[Entries from a point annotation set]
==========

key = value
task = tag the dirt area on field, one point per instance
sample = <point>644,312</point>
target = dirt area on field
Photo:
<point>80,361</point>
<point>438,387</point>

==========

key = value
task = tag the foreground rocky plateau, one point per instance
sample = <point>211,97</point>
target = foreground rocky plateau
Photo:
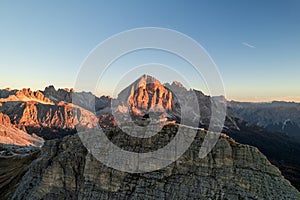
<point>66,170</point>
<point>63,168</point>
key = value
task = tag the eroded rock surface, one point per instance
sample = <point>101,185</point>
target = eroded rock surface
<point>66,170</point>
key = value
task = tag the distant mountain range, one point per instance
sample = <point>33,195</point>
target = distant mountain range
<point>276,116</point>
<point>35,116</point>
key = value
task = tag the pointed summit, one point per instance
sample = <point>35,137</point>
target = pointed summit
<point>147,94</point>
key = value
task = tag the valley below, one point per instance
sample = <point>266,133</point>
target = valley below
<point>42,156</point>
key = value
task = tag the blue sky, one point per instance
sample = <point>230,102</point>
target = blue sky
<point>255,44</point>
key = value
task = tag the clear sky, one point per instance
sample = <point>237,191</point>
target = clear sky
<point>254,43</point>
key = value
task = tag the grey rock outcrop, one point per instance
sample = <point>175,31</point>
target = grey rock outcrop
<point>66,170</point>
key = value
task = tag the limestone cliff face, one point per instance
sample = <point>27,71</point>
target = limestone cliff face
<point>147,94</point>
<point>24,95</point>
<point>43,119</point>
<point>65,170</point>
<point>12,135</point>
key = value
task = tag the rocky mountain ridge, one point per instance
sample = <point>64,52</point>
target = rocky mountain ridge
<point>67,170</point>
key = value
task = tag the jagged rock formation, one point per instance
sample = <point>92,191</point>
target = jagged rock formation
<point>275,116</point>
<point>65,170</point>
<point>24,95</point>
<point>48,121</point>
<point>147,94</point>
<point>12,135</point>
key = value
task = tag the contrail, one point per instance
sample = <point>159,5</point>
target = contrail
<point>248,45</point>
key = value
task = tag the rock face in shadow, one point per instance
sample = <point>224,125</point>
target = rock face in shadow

==========

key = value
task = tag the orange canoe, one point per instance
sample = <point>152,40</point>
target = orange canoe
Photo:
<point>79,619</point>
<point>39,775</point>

==========

**WORK TO BE COMPLETED:** Which lines of the records contain the word "pointed"? Pick out each of them and copy it.

**EXERCISE SOLUTION:**
task = tag the pointed summit, one point per instance
target = pointed summit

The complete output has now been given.